■ **Enunciado da tarefa**: Reproduza na íntegra, sem nenhuma alteração, o trecho sobre Lucas 4 apresentado abaixo.

Levantaram-se e o expulsaram da cidade. Levaram-no para o alto do morro sobre o
qual a cidade estava construída, com a intenção de empurrá-lo para o
precipício. Jesus, porém, passando pelo meio deles, continuou o seu caminho.
Comentário:
Rev. D. David AMADO i Fernández (Barcelona, Espanha)
Hoje se cumpriu esta passagem da Escritura que acabastes de ouvir
Hoje, «se cumpriu esta passagem da Escritura que
acabastes de ouvir» (Lc 4,21). Com essas palavras, Jesus comenta, na sinagoga
de Nazaré, um texto do profeta Isaías: «O Espírito do Senhor está sobre mim,
pois ele me consagrou com a unção» (Lc 4,18). Estas palavras têm um sentido que
ultrapassa o momento histórico concreto em que foram pronunciadas. O Espírito
Santo habita em plenitude em Jesus Cristo, e é Ele quem o envia aos crentes.

■ **Registros armazenados**:
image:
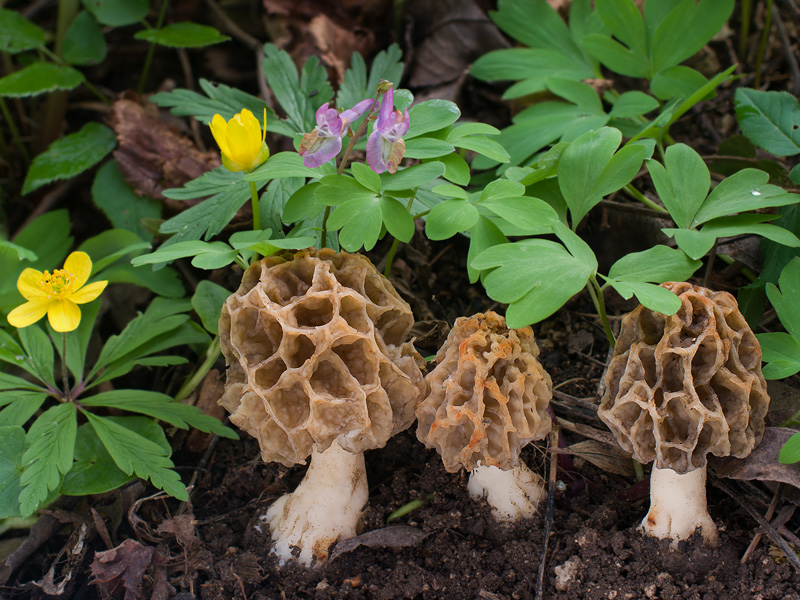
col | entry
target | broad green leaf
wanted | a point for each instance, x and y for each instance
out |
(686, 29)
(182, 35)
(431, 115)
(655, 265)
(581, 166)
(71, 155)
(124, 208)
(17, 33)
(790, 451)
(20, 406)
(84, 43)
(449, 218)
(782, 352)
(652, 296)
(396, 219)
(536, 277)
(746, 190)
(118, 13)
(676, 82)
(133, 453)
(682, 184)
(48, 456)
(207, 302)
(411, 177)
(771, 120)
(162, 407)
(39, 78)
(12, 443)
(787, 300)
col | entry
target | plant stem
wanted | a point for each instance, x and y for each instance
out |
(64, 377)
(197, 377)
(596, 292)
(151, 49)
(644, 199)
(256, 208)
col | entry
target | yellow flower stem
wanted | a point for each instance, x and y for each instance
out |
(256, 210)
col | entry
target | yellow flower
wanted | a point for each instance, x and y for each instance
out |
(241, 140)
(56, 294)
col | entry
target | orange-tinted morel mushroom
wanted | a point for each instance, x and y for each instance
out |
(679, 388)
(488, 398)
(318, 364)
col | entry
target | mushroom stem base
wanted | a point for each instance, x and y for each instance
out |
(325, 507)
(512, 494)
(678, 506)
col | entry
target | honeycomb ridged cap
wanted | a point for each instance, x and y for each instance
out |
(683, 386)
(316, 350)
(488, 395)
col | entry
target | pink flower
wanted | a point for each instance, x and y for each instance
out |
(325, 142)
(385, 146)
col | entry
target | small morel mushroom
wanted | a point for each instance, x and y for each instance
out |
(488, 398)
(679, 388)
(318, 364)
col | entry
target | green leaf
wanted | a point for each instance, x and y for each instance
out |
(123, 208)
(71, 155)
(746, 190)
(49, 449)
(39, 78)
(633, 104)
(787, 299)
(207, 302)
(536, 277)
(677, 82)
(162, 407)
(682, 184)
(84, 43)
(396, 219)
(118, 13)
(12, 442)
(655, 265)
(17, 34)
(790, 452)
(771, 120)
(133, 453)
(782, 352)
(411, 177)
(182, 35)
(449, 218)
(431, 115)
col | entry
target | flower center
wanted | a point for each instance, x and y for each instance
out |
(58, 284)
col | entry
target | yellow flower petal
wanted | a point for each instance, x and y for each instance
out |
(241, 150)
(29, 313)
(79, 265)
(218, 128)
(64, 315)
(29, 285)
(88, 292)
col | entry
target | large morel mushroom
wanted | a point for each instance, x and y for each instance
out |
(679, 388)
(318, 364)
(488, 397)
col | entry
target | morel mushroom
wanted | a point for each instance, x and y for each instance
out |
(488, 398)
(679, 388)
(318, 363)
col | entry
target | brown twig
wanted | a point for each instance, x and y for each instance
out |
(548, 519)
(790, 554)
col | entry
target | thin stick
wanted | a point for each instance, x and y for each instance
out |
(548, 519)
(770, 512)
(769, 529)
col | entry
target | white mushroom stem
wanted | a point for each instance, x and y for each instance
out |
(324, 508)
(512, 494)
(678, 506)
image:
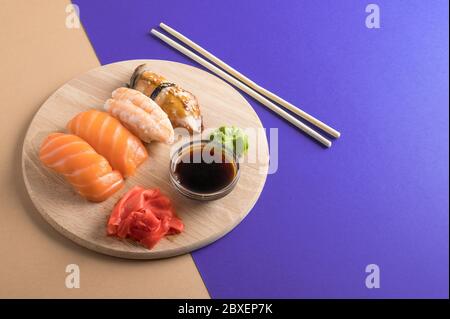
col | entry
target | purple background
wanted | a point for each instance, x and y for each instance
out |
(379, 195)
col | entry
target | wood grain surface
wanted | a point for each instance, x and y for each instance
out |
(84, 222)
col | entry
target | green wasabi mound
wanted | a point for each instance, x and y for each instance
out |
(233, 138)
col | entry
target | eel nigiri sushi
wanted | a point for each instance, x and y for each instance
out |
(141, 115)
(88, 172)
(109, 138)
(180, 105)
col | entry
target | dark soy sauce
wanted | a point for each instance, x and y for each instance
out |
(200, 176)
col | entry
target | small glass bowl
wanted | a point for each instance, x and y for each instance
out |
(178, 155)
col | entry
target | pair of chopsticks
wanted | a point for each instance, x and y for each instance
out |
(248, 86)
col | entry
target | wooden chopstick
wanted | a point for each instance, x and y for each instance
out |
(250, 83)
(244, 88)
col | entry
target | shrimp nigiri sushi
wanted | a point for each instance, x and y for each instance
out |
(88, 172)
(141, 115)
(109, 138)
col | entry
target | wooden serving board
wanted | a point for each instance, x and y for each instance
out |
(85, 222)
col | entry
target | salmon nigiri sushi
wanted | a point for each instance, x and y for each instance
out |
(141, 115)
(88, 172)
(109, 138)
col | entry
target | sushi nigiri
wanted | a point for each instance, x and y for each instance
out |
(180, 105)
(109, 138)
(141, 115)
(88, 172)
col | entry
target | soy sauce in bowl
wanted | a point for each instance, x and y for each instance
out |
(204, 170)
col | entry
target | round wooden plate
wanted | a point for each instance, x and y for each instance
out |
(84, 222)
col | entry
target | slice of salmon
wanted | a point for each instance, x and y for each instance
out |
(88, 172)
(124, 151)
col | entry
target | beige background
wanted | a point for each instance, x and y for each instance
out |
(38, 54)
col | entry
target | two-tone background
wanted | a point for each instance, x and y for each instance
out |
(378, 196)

--

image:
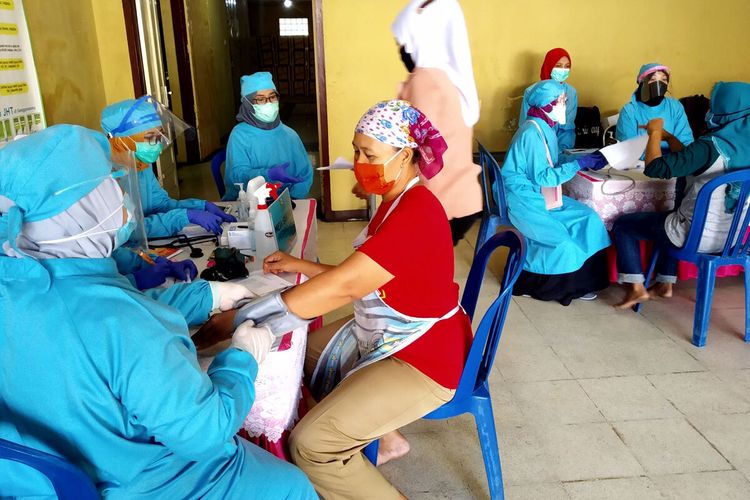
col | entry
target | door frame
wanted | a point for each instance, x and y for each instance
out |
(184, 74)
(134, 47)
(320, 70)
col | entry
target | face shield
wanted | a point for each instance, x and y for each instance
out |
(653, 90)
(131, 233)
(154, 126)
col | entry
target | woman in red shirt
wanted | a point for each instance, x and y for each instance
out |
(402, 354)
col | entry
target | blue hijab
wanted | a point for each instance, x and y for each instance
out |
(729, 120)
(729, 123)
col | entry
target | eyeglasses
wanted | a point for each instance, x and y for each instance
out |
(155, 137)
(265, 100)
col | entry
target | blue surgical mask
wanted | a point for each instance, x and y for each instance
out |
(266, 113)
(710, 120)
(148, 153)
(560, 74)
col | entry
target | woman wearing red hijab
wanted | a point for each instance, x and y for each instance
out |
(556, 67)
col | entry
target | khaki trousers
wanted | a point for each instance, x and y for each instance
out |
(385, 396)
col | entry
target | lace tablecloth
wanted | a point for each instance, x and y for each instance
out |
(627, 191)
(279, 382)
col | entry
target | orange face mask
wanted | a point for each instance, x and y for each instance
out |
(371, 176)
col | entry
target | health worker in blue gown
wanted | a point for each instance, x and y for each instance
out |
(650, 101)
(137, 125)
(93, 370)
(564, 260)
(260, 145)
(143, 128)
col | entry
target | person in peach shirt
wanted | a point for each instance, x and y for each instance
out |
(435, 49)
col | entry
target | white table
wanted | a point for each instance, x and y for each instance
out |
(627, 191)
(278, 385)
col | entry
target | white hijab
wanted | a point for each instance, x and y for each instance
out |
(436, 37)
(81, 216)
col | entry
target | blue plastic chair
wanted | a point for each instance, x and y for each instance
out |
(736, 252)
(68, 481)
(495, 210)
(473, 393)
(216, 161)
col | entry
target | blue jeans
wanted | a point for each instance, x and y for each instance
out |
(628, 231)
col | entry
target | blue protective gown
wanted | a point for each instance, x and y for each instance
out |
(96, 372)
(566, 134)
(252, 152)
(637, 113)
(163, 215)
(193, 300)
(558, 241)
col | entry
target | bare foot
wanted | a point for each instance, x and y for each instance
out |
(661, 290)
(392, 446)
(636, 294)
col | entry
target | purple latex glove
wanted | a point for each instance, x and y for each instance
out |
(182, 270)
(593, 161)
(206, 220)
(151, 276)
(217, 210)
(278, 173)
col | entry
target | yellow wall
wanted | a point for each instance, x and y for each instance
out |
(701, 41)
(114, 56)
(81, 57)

■ **Resposta da tarefa**:
Levantaram-se e o expulsaram da cidade. Levaram-no para o alto do morro sobre o
qual a cidade estava construída, com a intenção de empurrá-lo para o
precipício. Jesus, porém, passando pelo meio deles, continuou o seu caminho.
Comentário:
Rev. D. David AMADO i Fernández (Barcelona, Espanha)
Hoje se cumpriu esta passagem da Escritura que acabastes de ouvir
Hoje, «se cumpriu esta passagem da Escritura que
acabastes de ouvir» (Lc 4,21). Com essas palavras, Jesus comenta, na sinagoga
de Nazaré, um texto do profeta Isaías: «O Espírito do Senhor está sobre mim,
pois ele me consagrou com a unção» (Lc 4,18). Estas palavras têm um sentido que
ultrapassa o momento histórico concreto em que foram pronunciadas. O Espírito
Santo habita em plenitude em Jesus Cristo, e é Ele quem o envia aos crentes.